▶ WORK TASK
Please return each line of the listing exactly as given.

▶ DATA EXTRACT
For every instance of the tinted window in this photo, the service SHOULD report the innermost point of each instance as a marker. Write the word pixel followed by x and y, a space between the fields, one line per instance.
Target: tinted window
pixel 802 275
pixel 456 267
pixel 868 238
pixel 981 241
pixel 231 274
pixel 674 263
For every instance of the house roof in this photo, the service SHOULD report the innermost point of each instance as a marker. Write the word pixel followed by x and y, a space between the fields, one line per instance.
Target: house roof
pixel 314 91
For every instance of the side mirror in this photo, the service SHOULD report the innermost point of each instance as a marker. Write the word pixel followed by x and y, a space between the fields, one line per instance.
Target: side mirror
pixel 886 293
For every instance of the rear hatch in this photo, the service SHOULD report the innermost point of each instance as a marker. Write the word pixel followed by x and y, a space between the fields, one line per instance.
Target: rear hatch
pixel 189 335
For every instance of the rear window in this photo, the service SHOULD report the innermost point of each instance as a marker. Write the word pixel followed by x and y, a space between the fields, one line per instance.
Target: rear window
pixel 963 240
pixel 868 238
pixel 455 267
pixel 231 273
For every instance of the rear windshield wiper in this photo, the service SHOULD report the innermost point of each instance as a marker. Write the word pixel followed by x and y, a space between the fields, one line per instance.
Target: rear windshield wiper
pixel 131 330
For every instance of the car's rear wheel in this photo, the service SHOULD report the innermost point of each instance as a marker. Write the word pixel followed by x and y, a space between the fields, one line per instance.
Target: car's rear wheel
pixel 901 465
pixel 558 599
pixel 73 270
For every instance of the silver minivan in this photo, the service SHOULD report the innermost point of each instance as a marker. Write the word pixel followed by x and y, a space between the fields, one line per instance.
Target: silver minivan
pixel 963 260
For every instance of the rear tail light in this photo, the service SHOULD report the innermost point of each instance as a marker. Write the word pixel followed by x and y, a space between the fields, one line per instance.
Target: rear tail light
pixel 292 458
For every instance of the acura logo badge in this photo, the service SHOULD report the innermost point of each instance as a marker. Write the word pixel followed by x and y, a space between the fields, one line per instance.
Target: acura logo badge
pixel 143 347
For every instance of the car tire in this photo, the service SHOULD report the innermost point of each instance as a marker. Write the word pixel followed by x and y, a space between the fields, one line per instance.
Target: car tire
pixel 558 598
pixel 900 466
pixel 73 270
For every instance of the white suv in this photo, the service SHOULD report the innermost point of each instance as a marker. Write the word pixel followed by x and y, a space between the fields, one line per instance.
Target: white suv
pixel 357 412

▶ RESPONSE AREA
For every instance of the tinted window in this photo, the service SHOULD report the innermost point of each instance as a marker. Write the word pixel followed by x and y, a space between the fields, one line per instance.
Target: tinted window
pixel 802 275
pixel 456 267
pixel 868 238
pixel 981 241
pixel 231 274
pixel 674 263
For every instance of the house roof in this photo, the service SHOULD report the innermost point of each instance as a marker. Write the word pixel followed by x and y, a space between the fields, one line per instance.
Target: house roof
pixel 314 91
For every instance of the side mirror in this photo, the service SHOULD report the innermost point of each instance as a marker. Write the word pixel followed by x and y, a space between the fields, one line per instance.
Target: side mirror
pixel 886 293
For every instance of the rear hatch in this photo, the service SHOULD report the innermost point of each instance as a marker. Write the word pixel followed by x and y, a space between the fields, one line per instance.
Target: rear hatch
pixel 189 335
For every instance of the rear window in this photo, the service SHOULD report the innermost point of each instance as a marker. Write the word pixel followed by x and y, a space between the fields, one line per instance.
Target: rear window
pixel 963 240
pixel 868 238
pixel 455 267
pixel 231 273
For every instance of the rear windshield wiper in this photo, the service SHOULD report the innermost point of each instance as a marker. Write the word pixel followed by x and y, a space between the fields, one line per instance.
Target: rear windshield wiper
pixel 131 330
For every instance of the car's rear wheel in this photo, the service SHOULD report the innermost point of each instance as a marker. Write the word pixel followed by x and y, a space between the fields, one line per instance.
Target: car's rear wheel
pixel 901 465
pixel 558 599
pixel 73 270
For every instance of the silver minivan in this photo, the service SHOULD report the innermost point of each instance as a marker. Write the word pixel followed by x and y, a space between the fields, one line per instance.
Target: silver minivan
pixel 963 260
For every instance of the rear tail light in this photo, the service SHOULD report the innermost point of each instance as a marker. Write the word pixel followed by x and y, a space between the fields, one line per instance.
Target: rear tail light
pixel 292 458
For every instance of the acura logo badge in this photo, the service SHOULD report the innermost point of each instance as a marker. Write the word pixel followed by x and y, a space between the fields, one line per instance.
Target: acura logo badge
pixel 143 347
For every instance of the car tire in this photo, the service SHOULD report the innermost point of each instance as a marker. Write the word pixel followed by x and y, a space between the fields, one line per instance.
Target: car tire
pixel 558 598
pixel 900 466
pixel 73 270
For every instance of the white suv in this photo, the service SHOULD report the innermost point of each instance as a marker. Write the word pixel followed by x and y, a space between the fields, one line per instance.
Target: white suv
pixel 357 412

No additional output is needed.